REQUIREMENTS: According to the conference call for papers, why has the debate on peace and war led to reconsidering and revising established concepts, theories and approaches? Answer in one to three sentences.

DOCUMENT EXTRACT:
The 4th Jagiellonian Interdisciplinary Security Conference (4JISC) “The Age of Warring States: Debating Peace and War in the 2020s” Krakow, Poland, 5-6 September 2024 - Call for Papers

An interdisciplinary reflection and research on contemporary security is driven by a whole variety of factors and variables which represent the critical components of the security field, as well as various elements which are supplementary yet prominent for the contemporary security environment. The Jagiellonian Interdisciplinary Security Conferences have aspired to actively cultivate the broad and rich area of security structures, processes and developments in various dimensions, exploring the multi-level architecture of complex security systems and offering fresh insights into fundamental aspects of contemporary security. The 4th Jagiellonian Interdisciplinary Security Conference (4JISC) takes up the challenge of interdisciplinarity in security studies from the perspective of great powers’ game which has exerted the strongest impact on the global security system in the past few years. The broadening of the security studies field by non-conventional factors, placing emphasis on global commons, soft and smart power, transversal processes, cross-border transfer, global circulation and distribution of key resources, must now be confronted with ‘’Empires striking back”, seeking to leverage their potential not only for their national interests, but for questioning the functionality of the global order and challenging the guardians of this order with assertive, aggressive and reclamatory aims and actions. The perennial interplay between peace and war takes on new shades in the present decade. The full-scale war in Ukraine, new phase of the Palestinian conflict, civil war in Syria, protracted instability in Iraq, tensions in the Sahel, in the Caucasus, and in Central America, in addition to terrorist threats, uncontrolled and instrumentalized migration, transnational organized crime, information warfare and nuclear weapons threat, epitomize the (in)security environment nowadays.

A debate on peace and war in such entangled international environment, interacting with complex domestic affairs, is implicated in the reconsideration and revision of many concepts, theories and traditional approaches which have dominated in the 21st-century security studies, international relations and political science. It results from vibrant exchanges among scholars and experts in their search for better tuned and more effective theoretical and methodological frameworks. But it is mostly due to the dynamics of social interactions, international relations, security policies and interests which has generated numerous processes, events and trends in the past few years. Shifts on the global security map are no longer seen from a conventional IR perspective; rather, they are perceived as transversal, multi-dimensional and transgressive acts and actions, interacting with, and interfering in, so many diverse actors, structures and relations enmeshed in the networked architecture of contemporary security.

In this context, the responsibility for maintaining peace and stability has become more dispersed, with the continuously crucial role of states, their alliances and intergovernmental organisations mingled with the impact of non-state actors, networks, and even individuals. With the increasing uncertainty within regional and global security environments and the contestation of existing security structures, all actors need to (re)adapt and adjust their strategies and trajectories for action. In this challenging reality we celebrate the 75th anniversary of signing of the North Atlantic Treaty and the 25th anniversary of the first post-Cold War enlargement of NATO. The Alliance, which has stood as a dominant security provider in the North Atlantic region and served as a tool for stability worldwide, currently has to face this new reality and again adapt to its security environment. The way how NATO tackles with the amassing challenges to its missions and tasks, as well as risks and threats to its members’ security and defence, seems to be a litmus test for the Alliance’s robustness and efficacy as a global security actor

The 4th Jagiellonian Interdisciplinary Security Conference invites all participants to explore contemporary security in a pluralist, interdisciplinary and novel way, daring to challenge the established ‘paradigmatic’ frames and offer fresh and stimulating ideas and concepts. Sun Tzu’s thoughts, reflecting the Warring States period in ancient China, might be a springboard for an open, animated and useful discussion on the revival of competition, rivalry and hostility among contemporary states. Currently, security is much more a collective endeavour, engaging alliances and coalitions in regional and global defensive arrangements. G7, Quad, Quint  along US-drawn geostrategic fault lines.

Labeled area outline items:
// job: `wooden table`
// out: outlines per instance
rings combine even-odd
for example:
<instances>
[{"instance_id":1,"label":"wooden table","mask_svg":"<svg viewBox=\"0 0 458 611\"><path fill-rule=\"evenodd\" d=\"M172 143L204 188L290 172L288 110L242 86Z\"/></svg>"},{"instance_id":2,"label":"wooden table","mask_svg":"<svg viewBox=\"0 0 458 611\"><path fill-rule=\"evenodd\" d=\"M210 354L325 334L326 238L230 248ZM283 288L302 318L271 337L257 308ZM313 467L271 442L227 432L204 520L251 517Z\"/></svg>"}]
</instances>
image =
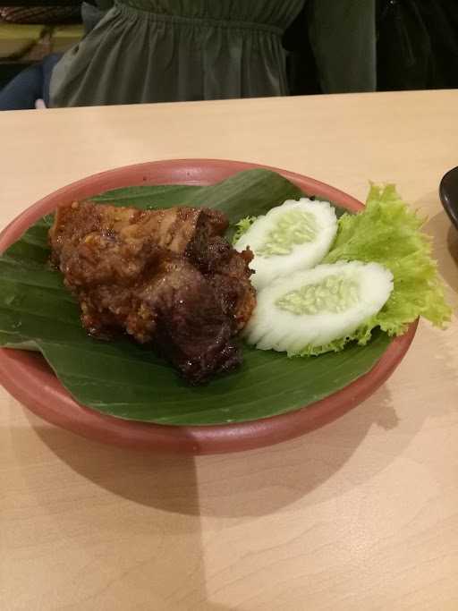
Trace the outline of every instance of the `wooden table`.
<instances>
[{"instance_id":1,"label":"wooden table","mask_svg":"<svg viewBox=\"0 0 458 611\"><path fill-rule=\"evenodd\" d=\"M106 168L269 164L364 199L394 181L428 216L458 305L458 91L0 114L0 225ZM455 310L456 311L456 310ZM0 391L0 608L458 608L458 321L421 323L389 381L295 441L196 459L59 430Z\"/></svg>"}]
</instances>

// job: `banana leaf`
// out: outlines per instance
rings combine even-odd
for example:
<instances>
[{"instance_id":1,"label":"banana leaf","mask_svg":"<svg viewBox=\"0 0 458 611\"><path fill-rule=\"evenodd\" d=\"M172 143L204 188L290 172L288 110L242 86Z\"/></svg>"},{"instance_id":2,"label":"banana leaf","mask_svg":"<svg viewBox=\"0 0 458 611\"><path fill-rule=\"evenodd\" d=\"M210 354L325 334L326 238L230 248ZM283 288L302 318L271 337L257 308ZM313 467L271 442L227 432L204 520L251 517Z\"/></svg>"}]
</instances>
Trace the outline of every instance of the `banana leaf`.
<instances>
[{"instance_id":1,"label":"banana leaf","mask_svg":"<svg viewBox=\"0 0 458 611\"><path fill-rule=\"evenodd\" d=\"M176 205L223 210L234 225L301 191L267 170L242 172L211 186L143 186L118 189L98 202L143 209ZM337 213L343 210L336 208ZM166 425L242 422L309 405L370 370L390 338L374 333L367 346L289 359L243 345L243 364L202 386L188 386L151 347L128 337L89 337L74 298L48 263L52 215L32 225L0 257L0 345L39 351L80 403L114 417Z\"/></svg>"}]
</instances>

SOLUTION TO THIS TASK: It partly results from lively exchanges among scholars and experts seeking better-tuned and more effective theoretical and methodological frameworks. Mostly, however, it comes from the dynamics of social interactions, international relations, security policies and interests, which have generated numerous processes, events and trends in the past few years.